**练习目标**
统计下方数据中含有字符串“flag”的行有多少（区分大小写），只给出这个数字。

------ 数据集记录 ------

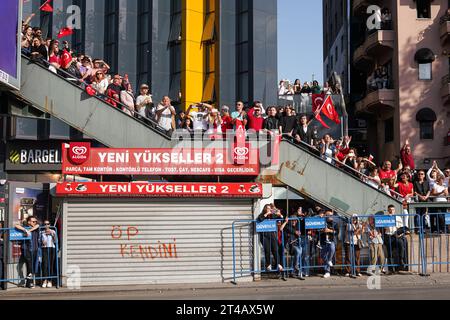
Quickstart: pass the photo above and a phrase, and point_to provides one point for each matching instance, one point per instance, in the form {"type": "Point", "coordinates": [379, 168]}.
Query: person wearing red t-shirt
{"type": "Point", "coordinates": [255, 118]}
{"type": "Point", "coordinates": [227, 122]}
{"type": "Point", "coordinates": [386, 172]}
{"type": "Point", "coordinates": [405, 187]}
{"type": "Point", "coordinates": [406, 156]}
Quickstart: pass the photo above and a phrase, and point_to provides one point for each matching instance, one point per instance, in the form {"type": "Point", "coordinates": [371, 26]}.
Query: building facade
{"type": "Point", "coordinates": [216, 51]}
{"type": "Point", "coordinates": [398, 74]}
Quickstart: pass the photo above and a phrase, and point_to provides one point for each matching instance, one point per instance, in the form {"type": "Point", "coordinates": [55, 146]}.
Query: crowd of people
{"type": "Point", "coordinates": [302, 250]}
{"type": "Point", "coordinates": [286, 89]}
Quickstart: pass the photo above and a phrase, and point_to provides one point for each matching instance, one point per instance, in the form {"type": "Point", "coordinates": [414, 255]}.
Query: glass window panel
{"type": "Point", "coordinates": [208, 92]}
{"type": "Point", "coordinates": [175, 28]}
{"type": "Point", "coordinates": [427, 130]}
{"type": "Point", "coordinates": [243, 27]}
{"type": "Point", "coordinates": [208, 32]}
{"type": "Point", "coordinates": [26, 128]}
{"type": "Point", "coordinates": [425, 71]}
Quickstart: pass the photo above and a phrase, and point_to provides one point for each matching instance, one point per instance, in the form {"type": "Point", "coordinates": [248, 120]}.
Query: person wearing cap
{"type": "Point", "coordinates": [214, 122]}
{"type": "Point", "coordinates": [200, 117]}
{"type": "Point", "coordinates": [144, 103]}
{"type": "Point", "coordinates": [227, 121]}
{"type": "Point", "coordinates": [353, 232]}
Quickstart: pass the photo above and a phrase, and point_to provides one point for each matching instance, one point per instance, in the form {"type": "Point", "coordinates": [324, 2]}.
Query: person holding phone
{"type": "Point", "coordinates": [48, 245]}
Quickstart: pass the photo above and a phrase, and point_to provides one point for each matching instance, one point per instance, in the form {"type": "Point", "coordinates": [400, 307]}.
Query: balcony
{"type": "Point", "coordinates": [378, 44]}
{"type": "Point", "coordinates": [445, 30]}
{"type": "Point", "coordinates": [381, 100]}
{"type": "Point", "coordinates": [360, 6]}
{"type": "Point", "coordinates": [445, 90]}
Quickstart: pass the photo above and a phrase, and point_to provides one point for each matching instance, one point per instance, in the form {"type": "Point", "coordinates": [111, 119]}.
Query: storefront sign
{"type": "Point", "coordinates": [169, 190]}
{"type": "Point", "coordinates": [33, 156]}
{"type": "Point", "coordinates": [266, 226]}
{"type": "Point", "coordinates": [80, 159]}
{"type": "Point", "coordinates": [315, 223]}
{"type": "Point", "coordinates": [17, 235]}
{"type": "Point", "coordinates": [384, 221]}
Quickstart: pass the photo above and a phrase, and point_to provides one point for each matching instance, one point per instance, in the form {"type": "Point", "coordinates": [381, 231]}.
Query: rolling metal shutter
{"type": "Point", "coordinates": [176, 241]}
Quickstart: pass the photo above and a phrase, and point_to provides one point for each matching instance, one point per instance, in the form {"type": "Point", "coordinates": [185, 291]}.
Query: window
{"type": "Point", "coordinates": [425, 71]}
{"type": "Point", "coordinates": [389, 130]}
{"type": "Point", "coordinates": [426, 118]}
{"type": "Point", "coordinates": [111, 34]}
{"type": "Point", "coordinates": [423, 9]}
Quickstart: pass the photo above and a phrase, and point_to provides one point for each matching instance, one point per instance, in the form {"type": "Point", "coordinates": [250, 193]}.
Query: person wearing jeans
{"type": "Point", "coordinates": [48, 243]}
{"type": "Point", "coordinates": [29, 252]}
{"type": "Point", "coordinates": [328, 243]}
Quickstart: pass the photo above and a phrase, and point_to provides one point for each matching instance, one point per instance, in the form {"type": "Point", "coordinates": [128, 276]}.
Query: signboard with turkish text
{"type": "Point", "coordinates": [266, 226]}
{"type": "Point", "coordinates": [144, 189]}
{"type": "Point", "coordinates": [385, 221]}
{"type": "Point", "coordinates": [33, 156]}
{"type": "Point", "coordinates": [315, 223]}
{"type": "Point", "coordinates": [17, 235]}
{"type": "Point", "coordinates": [80, 159]}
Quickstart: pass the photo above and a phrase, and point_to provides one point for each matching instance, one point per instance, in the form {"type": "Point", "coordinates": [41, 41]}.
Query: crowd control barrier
{"type": "Point", "coordinates": [343, 246]}
{"type": "Point", "coordinates": [30, 259]}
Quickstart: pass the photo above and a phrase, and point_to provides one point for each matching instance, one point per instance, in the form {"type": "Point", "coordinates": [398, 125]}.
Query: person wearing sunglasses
{"type": "Point", "coordinates": [29, 248]}
{"type": "Point", "coordinates": [48, 244]}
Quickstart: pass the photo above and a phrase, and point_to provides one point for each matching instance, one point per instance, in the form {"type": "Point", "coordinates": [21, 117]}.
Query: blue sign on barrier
{"type": "Point", "coordinates": [315, 223]}
{"type": "Point", "coordinates": [385, 221]}
{"type": "Point", "coordinates": [266, 226]}
{"type": "Point", "coordinates": [17, 235]}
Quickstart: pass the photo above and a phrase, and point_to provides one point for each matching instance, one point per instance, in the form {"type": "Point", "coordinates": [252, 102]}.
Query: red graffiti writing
{"type": "Point", "coordinates": [116, 232]}
{"type": "Point", "coordinates": [142, 251]}
{"type": "Point", "coordinates": [146, 251]}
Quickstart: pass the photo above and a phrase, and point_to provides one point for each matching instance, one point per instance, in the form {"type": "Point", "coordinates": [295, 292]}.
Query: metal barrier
{"type": "Point", "coordinates": [37, 253]}
{"type": "Point", "coordinates": [436, 241]}
{"type": "Point", "coordinates": [334, 244]}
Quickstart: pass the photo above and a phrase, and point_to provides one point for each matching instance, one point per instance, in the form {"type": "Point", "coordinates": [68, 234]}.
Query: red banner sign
{"type": "Point", "coordinates": [169, 190]}
{"type": "Point", "coordinates": [79, 159]}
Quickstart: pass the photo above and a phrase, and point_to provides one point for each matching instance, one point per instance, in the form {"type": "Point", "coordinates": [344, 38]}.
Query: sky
{"type": "Point", "coordinates": [300, 46]}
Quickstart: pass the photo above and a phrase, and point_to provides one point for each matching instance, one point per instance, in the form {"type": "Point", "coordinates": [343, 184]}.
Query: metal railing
{"type": "Point", "coordinates": [326, 244]}
{"type": "Point", "coordinates": [70, 78]}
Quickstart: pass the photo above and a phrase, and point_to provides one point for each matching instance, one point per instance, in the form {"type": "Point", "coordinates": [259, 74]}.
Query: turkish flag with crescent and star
{"type": "Point", "coordinates": [317, 103]}
{"type": "Point", "coordinates": [330, 111]}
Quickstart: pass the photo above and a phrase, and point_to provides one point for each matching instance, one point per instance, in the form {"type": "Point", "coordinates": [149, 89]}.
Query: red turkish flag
{"type": "Point", "coordinates": [64, 32]}
{"type": "Point", "coordinates": [317, 103]}
{"type": "Point", "coordinates": [46, 7]}
{"type": "Point", "coordinates": [330, 111]}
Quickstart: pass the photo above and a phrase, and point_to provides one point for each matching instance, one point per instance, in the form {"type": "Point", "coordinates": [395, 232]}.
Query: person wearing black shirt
{"type": "Point", "coordinates": [288, 123]}
{"type": "Point", "coordinates": [271, 122]}
{"type": "Point", "coordinates": [269, 240]}
{"type": "Point", "coordinates": [328, 242]}
{"type": "Point", "coordinates": [29, 253]}
{"type": "Point", "coordinates": [38, 50]}
{"type": "Point", "coordinates": [303, 132]}
{"type": "Point", "coordinates": [422, 192]}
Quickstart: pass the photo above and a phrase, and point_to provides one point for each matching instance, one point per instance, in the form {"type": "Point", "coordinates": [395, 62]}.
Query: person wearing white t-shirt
{"type": "Point", "coordinates": [199, 117]}
{"type": "Point", "coordinates": [440, 194]}
{"type": "Point", "coordinates": [165, 115]}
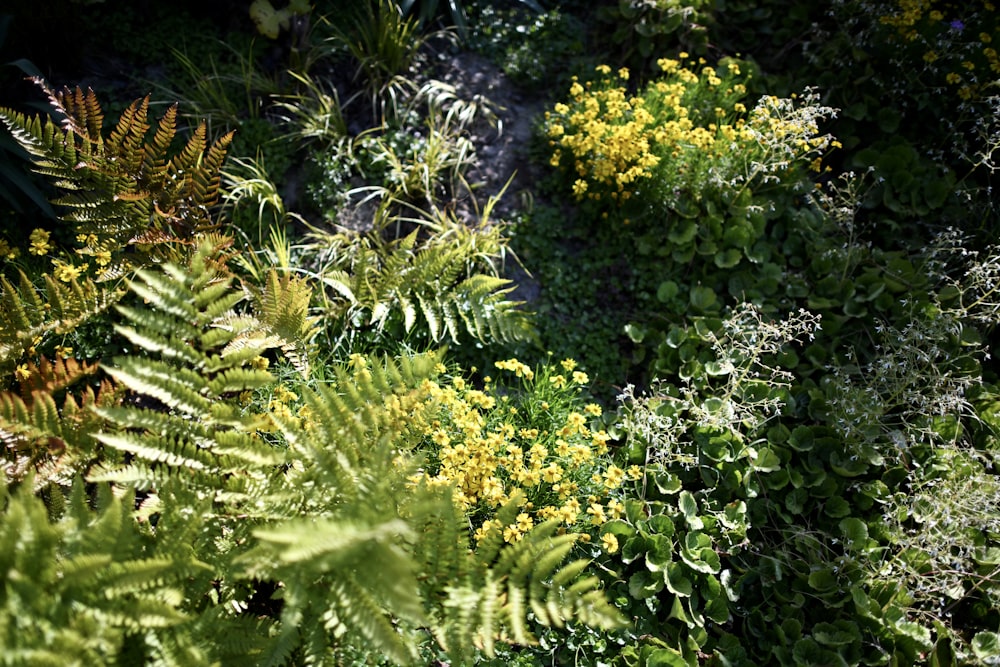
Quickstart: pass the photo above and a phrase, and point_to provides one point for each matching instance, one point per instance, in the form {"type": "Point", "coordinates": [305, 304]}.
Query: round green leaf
{"type": "Point", "coordinates": [703, 298]}
{"type": "Point", "coordinates": [855, 532]}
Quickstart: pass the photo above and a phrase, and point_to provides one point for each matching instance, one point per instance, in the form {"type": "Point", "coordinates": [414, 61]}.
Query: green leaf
{"type": "Point", "coordinates": [665, 657]}
{"type": "Point", "coordinates": [676, 580]}
{"type": "Point", "coordinates": [986, 646]}
{"type": "Point", "coordinates": [635, 332]}
{"type": "Point", "coordinates": [703, 298]}
{"type": "Point", "coordinates": [689, 507]}
{"type": "Point", "coordinates": [661, 524]}
{"type": "Point", "coordinates": [683, 233]}
{"type": "Point", "coordinates": [801, 439]}
{"type": "Point", "coordinates": [766, 461]}
{"type": "Point", "coordinates": [268, 20]}
{"type": "Point", "coordinates": [667, 291]}
{"type": "Point", "coordinates": [727, 259]}
{"type": "Point", "coordinates": [855, 532]}
{"type": "Point", "coordinates": [642, 585]}
{"type": "Point", "coordinates": [822, 579]}
{"type": "Point", "coordinates": [836, 507]}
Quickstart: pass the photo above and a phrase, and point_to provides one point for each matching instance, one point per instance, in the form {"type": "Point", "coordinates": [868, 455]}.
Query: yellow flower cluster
{"type": "Point", "coordinates": [612, 142]}
{"type": "Point", "coordinates": [959, 43]}
{"type": "Point", "coordinates": [683, 133]}
{"type": "Point", "coordinates": [607, 134]}
{"type": "Point", "coordinates": [490, 445]}
{"type": "Point", "coordinates": [39, 242]}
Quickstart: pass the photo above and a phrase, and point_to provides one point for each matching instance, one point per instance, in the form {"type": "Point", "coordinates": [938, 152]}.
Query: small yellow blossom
{"type": "Point", "coordinates": [39, 239]}
{"type": "Point", "coordinates": [67, 272]}
{"type": "Point", "coordinates": [597, 515]}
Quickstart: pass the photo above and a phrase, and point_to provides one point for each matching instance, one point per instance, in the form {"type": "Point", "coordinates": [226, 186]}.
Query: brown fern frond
{"type": "Point", "coordinates": [51, 376]}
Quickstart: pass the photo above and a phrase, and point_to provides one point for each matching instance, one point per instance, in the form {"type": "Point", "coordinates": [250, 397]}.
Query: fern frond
{"type": "Point", "coordinates": [283, 307]}
{"type": "Point", "coordinates": [28, 313]}
{"type": "Point", "coordinates": [124, 192]}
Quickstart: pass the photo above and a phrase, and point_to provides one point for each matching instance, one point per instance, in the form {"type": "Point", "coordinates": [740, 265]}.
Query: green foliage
{"type": "Point", "coordinates": [123, 192]}
{"type": "Point", "coordinates": [42, 439]}
{"type": "Point", "coordinates": [385, 46]}
{"type": "Point", "coordinates": [642, 31]}
{"type": "Point", "coordinates": [446, 282]}
{"type": "Point", "coordinates": [429, 9]}
{"type": "Point", "coordinates": [527, 46]}
{"type": "Point", "coordinates": [224, 513]}
{"type": "Point", "coordinates": [30, 313]}
{"type": "Point", "coordinates": [83, 583]}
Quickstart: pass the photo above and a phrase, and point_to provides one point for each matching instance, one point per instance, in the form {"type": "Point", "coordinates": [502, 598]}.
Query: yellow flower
{"type": "Point", "coordinates": [616, 509]}
{"type": "Point", "coordinates": [667, 65]}
{"type": "Point", "coordinates": [597, 515]}
{"type": "Point", "coordinates": [613, 477]}
{"type": "Point", "coordinates": [39, 242]}
{"type": "Point", "coordinates": [68, 272]}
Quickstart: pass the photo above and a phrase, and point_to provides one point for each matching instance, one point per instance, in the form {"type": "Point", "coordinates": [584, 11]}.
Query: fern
{"type": "Point", "coordinates": [283, 307]}
{"type": "Point", "coordinates": [206, 517]}
{"type": "Point", "coordinates": [54, 443]}
{"type": "Point", "coordinates": [442, 286]}
{"type": "Point", "coordinates": [203, 344]}
{"type": "Point", "coordinates": [79, 586]}
{"type": "Point", "coordinates": [29, 313]}
{"type": "Point", "coordinates": [503, 582]}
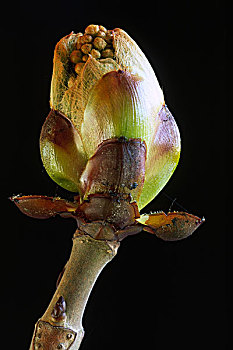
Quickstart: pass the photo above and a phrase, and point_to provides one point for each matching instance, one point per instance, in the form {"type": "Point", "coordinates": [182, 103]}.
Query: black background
{"type": "Point", "coordinates": [153, 295]}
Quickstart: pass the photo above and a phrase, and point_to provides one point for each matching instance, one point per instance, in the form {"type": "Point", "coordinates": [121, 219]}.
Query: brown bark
{"type": "Point", "coordinates": [61, 325]}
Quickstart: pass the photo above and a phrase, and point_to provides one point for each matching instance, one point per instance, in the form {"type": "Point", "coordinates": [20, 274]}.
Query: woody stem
{"type": "Point", "coordinates": [61, 325]}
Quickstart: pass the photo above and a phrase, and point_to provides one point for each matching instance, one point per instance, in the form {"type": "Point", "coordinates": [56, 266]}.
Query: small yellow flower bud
{"type": "Point", "coordinates": [99, 43]}
{"type": "Point", "coordinates": [92, 29]}
{"type": "Point", "coordinates": [87, 38]}
{"type": "Point", "coordinates": [86, 48]}
{"type": "Point", "coordinates": [85, 58]}
{"type": "Point", "coordinates": [101, 34]}
{"type": "Point", "coordinates": [103, 29]}
{"type": "Point", "coordinates": [78, 67]}
{"type": "Point", "coordinates": [108, 53]}
{"type": "Point", "coordinates": [76, 56]}
{"type": "Point", "coordinates": [95, 53]}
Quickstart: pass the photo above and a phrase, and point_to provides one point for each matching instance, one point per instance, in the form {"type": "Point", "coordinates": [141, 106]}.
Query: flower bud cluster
{"type": "Point", "coordinates": [96, 41]}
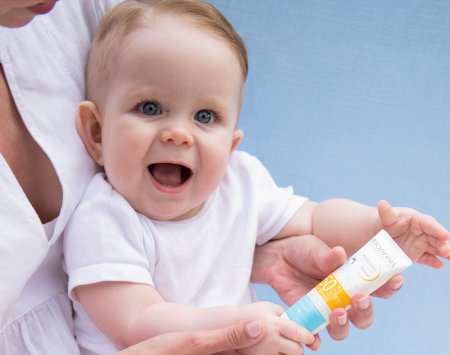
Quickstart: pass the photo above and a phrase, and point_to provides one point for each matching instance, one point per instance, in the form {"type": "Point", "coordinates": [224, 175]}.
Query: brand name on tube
{"type": "Point", "coordinates": [383, 253]}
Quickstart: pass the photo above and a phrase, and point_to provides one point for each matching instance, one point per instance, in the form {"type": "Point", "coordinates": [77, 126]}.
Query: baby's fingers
{"type": "Point", "coordinates": [295, 332]}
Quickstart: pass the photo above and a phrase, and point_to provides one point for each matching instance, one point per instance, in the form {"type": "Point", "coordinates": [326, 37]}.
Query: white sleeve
{"type": "Point", "coordinates": [104, 241]}
{"type": "Point", "coordinates": [276, 205]}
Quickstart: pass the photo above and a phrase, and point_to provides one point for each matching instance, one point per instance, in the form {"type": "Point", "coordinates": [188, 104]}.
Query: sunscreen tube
{"type": "Point", "coordinates": [368, 269]}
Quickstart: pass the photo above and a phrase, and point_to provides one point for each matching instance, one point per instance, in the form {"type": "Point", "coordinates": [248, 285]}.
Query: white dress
{"type": "Point", "coordinates": [203, 261]}
{"type": "Point", "coordinates": [44, 66]}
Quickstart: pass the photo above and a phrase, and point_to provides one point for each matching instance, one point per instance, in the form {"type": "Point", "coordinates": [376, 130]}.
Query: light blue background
{"type": "Point", "coordinates": [351, 99]}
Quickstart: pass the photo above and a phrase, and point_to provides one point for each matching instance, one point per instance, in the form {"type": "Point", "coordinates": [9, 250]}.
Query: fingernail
{"type": "Point", "coordinates": [253, 329]}
{"type": "Point", "coordinates": [342, 319]}
{"type": "Point", "coordinates": [364, 303]}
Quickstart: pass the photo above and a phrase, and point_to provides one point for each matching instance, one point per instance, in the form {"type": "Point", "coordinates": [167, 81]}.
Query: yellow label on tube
{"type": "Point", "coordinates": [332, 292]}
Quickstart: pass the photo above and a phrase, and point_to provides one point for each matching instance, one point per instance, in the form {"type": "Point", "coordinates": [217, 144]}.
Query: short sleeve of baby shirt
{"type": "Point", "coordinates": [104, 240]}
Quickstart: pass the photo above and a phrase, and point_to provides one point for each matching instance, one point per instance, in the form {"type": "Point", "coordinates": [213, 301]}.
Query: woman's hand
{"type": "Point", "coordinates": [293, 266]}
{"type": "Point", "coordinates": [205, 342]}
{"type": "Point", "coordinates": [420, 236]}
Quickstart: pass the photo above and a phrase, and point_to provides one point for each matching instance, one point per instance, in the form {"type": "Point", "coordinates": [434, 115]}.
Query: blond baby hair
{"type": "Point", "coordinates": [134, 14]}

------

**结果**
2